» **Text block**:
# Indesit IWDC6125 Washer/Dryer Help



## lisa0307 (Aug 25, 2009)

Was given one of these washer/dryers by relatives who found it in their new house they moved in to recently but didn't want it.
Washes lovely but I can't get the dryer to dry properly. Never used one of these before and no instruction manual....looked on the Internet but I'm still none the wiser.
The heat is there but the clothes are not drying fully...they come out boiling hot but damp on every setting I've tried.
Obviously something I'm doing wrong but can't seem to find out what.
Does anyone have this model and can advise?
I can't find one but Is there a lint filter that needs cleaning maybe?
Have checked the water filter at the bottom of the machine and that is clean and free from dirt etc.
All help and advise much appreciated.
Thanks X


----------



## Elles (Aug 15, 2011)

lisa0307 said:


> Was given one of these washer/dryers by relatives who found it in their new house they moved in to recently but didn't want it.
> Washes lovely but I can't get the dryer to dry properly. Never used one of these before and no instruction manual....looked on the Internet but I'm still none the wiser.
> The heat is there but the clothes are not drying fully...they come out boiling hot but damp on every setting I've tried.
> Obviously something I'm doing wrong but can't seem to find out what.
> ...


There is a manual online, but the most common reason is too many clothes left in after the wash cycle. It can wash more clothes than it can dry, so it's probably worth taking out the wet clothes, drying the drum with a cloth or towel, then putting wet clothes in a few at a time. You might need to split the load into 3 depending how much you washed, but it's usually 2. It could be worth getting an engineer to give it the once over to check it's working safely though.


----------



## rottiepointerhouse (Feb 9, 2014)

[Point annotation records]
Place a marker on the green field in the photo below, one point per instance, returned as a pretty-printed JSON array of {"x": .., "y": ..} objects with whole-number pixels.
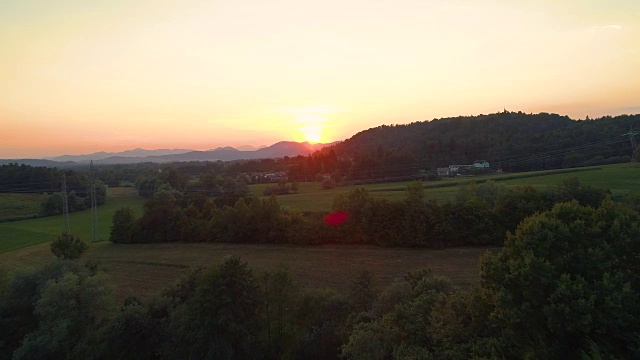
[
  {"x": 19, "y": 234},
  {"x": 20, "y": 205},
  {"x": 620, "y": 178},
  {"x": 144, "y": 270}
]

» **Given exercise**: List every username that heads a post in the washer/dryer thread, with the date shown beside each. The rows are separate material, apart from the washer/dryer thread.

» **Exercise result**:
- lisa0307 (Aug 25, 2009)
- Elles (Aug 15, 2011)
- rottiepointerhouse (Feb 9, 2014)